◆ Yapılacak işler
**A.** Yetki itirazına ilişkin metne göre, dosyanın tarafları yönünden yapılan incelemede taraflar ve işin niteliği hakkında belirlenen hususları sıralayın.
**B.** Yetki itirazına ilişkin metnin "DELİLLER VE GEREKÇE" sözlerinden başlayıp "hususun değerlendirilmesi gerekmiştir." sözleri de dahil olmak üzere bunlara kadar uzanan bölümünün harfi harfine bir kopyasını çıkarın.

◆ Verilen metin
DELİLLER VE GEREKÇE /
Dava adi ortaklık sözleşmesinden kaynaklanan alacak davasıdır.
Davacı ile davalı arasında yapılan sözleşmeye göre, davacı tarafça adi ortaklığın diğer tarafı olan davalıya alacak davası yöneltmiş ise de; davalı tarafın süresi içerisinde yetki itirazında bulunması nedeniyle öncelikle bu hususun değerlendirilmesi gerekmiştir.
Yetki anlaşması HMK 17.maddesinde “Tacirler veya kamu tüzel kişileri aralarında doğmuş veya doğabilecek bir uyuşmazlık hakkında, bir veya birden fazla mahkemeyi sözleşme ile yetkili kılabilirler. Taraflarca aksi kararlaştırılmadıkça dava sadece sözleşme ile belirlenen bu mahkemelerde açılır.” şeklindeki düzenleme dikkate alındığında yetki anlaşmasının tarafı olmak için mutlak surette bir tacir veya kamu tüzel kişisi olması gerektiği sabittir. Dosyamız tarafları yönünden yapılan incelemede, dosyamız davalısının adi ortaklığın tarafı olduğu, davacının tacir olduğu, her iki taraf için işin ticari iş olduğu, dava dilekçesi ile dosyaya sunulan Sözleşmenin 8.maddesinde; ihtilafların çözümü için … İcra ve Mahkemelerinin yetkili kılındığı, geçerli olan yetki anlaşmasına göre de, davaya bakma yetkisinin mahkememize değil, … Asliye Ticaret Mahkemesi olduğuna kanaat getirilmiş ve süresi içerisinde davalı tarafça yapılan yetki itirazı yerinde görülmekle aşağıdaki şekilde karar verilmiştir.

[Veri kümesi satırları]
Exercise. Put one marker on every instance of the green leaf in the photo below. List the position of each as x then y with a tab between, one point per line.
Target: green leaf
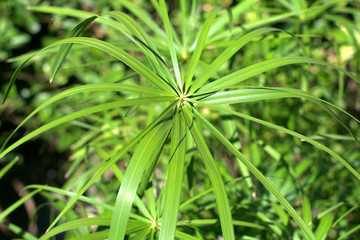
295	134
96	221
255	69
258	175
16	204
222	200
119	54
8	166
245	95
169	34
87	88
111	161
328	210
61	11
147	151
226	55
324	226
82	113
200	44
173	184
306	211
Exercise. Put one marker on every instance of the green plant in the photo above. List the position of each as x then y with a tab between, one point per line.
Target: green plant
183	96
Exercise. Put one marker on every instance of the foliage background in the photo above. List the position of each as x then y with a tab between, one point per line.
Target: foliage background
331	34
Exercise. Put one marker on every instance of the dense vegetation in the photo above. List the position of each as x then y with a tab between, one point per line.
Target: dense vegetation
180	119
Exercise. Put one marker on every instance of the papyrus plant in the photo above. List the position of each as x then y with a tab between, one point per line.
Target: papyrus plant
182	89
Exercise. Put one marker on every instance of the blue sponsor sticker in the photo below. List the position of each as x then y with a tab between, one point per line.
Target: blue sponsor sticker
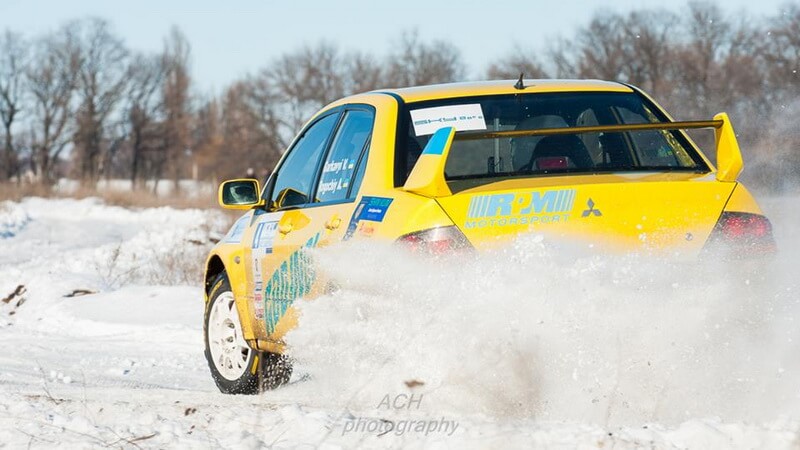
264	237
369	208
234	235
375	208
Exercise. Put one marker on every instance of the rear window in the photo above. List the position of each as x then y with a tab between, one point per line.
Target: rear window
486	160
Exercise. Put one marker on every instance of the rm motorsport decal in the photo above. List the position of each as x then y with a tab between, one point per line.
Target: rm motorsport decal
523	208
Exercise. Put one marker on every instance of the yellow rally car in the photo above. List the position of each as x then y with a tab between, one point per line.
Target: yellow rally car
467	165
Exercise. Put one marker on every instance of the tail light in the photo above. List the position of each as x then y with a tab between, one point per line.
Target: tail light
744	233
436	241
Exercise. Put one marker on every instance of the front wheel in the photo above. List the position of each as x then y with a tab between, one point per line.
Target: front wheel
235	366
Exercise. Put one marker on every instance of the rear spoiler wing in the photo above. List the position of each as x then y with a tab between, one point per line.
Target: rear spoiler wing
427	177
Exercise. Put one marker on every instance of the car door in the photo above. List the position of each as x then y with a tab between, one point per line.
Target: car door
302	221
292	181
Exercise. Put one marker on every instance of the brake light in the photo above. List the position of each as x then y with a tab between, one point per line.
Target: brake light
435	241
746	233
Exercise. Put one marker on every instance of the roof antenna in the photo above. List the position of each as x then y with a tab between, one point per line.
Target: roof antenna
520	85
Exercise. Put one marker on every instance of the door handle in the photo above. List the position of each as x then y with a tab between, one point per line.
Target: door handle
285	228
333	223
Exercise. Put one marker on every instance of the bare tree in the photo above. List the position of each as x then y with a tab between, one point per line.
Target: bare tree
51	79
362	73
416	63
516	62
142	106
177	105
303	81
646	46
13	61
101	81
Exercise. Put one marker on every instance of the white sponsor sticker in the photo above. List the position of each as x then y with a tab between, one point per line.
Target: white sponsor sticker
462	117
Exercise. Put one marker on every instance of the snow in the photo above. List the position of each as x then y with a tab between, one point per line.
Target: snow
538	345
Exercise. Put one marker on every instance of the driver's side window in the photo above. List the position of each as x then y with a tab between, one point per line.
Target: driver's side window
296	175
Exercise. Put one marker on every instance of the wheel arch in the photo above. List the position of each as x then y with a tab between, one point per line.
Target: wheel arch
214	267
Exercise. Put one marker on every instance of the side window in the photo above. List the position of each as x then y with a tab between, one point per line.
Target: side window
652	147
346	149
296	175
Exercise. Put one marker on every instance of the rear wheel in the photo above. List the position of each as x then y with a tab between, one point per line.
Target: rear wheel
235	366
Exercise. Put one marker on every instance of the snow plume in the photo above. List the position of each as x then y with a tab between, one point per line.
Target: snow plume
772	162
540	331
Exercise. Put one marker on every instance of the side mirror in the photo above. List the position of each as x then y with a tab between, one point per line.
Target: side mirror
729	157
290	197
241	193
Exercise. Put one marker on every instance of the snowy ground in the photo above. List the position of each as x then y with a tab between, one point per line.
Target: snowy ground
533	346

◆ Görev yanıtları
**A.**
- Davalının adi ortaklığın tarafı olduğu
- Davacının tacir olduğu
- İşin her iki taraf için ticari iş olduğu

**B.**
DELİLLER VE GEREKÇE /
Dava adi ortaklık sözleşmesinden kaynaklanan alacak davasıdır.
Davacı ile davalı arasında yapılan sözleşmeye göre, davacı tarafça adi ortaklığın diğer tarafı olan davalıya alacak davası yöneltmiş ise de; davalı tarafın süresi içerisinde yetki itirazında bulunması nedeniyle öncelikle bu hususun değerlendirilmesi gerekmiştir.